━━━ Source text ━━━

Gardenvisit.com The Garden Guide

Dr Andrew Coventry Professor of Agriculture at the University of Edinburgh 

‘But alas ! we have been deprived of the excellent Coventry, the Professor of Agriculture, a most excellent person; learned especially in science; more simple than any child; warm-hearted, ludicrously absent, combining the plainness of a farmer with the knowledge of a philosopher. His whole time was spent going about as a land doctor arranging agricultural affairs. He told me that in nine months last year he only slept four times in the same bed.’ But all beds, and tables, and companies were the same to Coventry ; for he was constantly happy, and so absent that he never knew one from another.’ This is a quote from The Claudians: gardens, landscapes, reason and faith: John Claudius Loudon and Claudius Buchanan, Tom Turner (Kindle, 2024).

Dr Andrew Coventry lived in No.29 Moray Place in Edinburgh New Town

More about Dr Coventry

Professor Dr Andrew Coventry lived at 29 Moray Place in Edinburgh and had a country estate at Shanwell, near Loch Leven, 32 miles north of Edinburgh. The Professorship of Agriculture was founded by Mr William Pulteney Johnstone, in the year 1790. Dr Coventry was nominated to the post on 22nd December of that year.

━━━

Directives:
1. Summarize the page on Dr Andrew Coventry in two sentences.
2. According to the page on Dr Andrew Coventry, who founded the Professorship of Agriculture?
3. From the page on Dr Andrew Coventry, print the passage that begins at the words "More about Dr" and stops after "of that year.".
The lines that come next aren't needed for any of this work.

━━━ Information provided ━━━

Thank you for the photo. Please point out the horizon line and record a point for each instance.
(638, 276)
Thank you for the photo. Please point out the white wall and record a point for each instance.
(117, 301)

━━━

Complete answers:
1. Dr Andrew Coventry was Professor of Agriculture at the University of Edinburgh, described in a quoted passage as learned, warm-hearted and ludicrously absent, a man who spent his whole time going about as a land doctor arranging agricultural affairs. He lived at 29 Moray Place in Edinburgh, had a country estate at Shanwell near Loch Leven, and was nominated on 22nd December 1790 to the professorship that Mr William Pulteney Johnstone founded that year.

2. Mr William Pulteney Johnstone founded it, in 1790.

3.
More about Dr Coventry

Professor Dr Andrew Coventry lived at 29 Moray Place in Edinburgh and had a country estate at Shanwell, near Loch Leven, 32 miles north of Edinburgh. The Professorship of Agriculture was founded by Mr William Pulteney Johnstone, in the year 1790. Dr Coventry was nominated to the post on 22nd December of that year.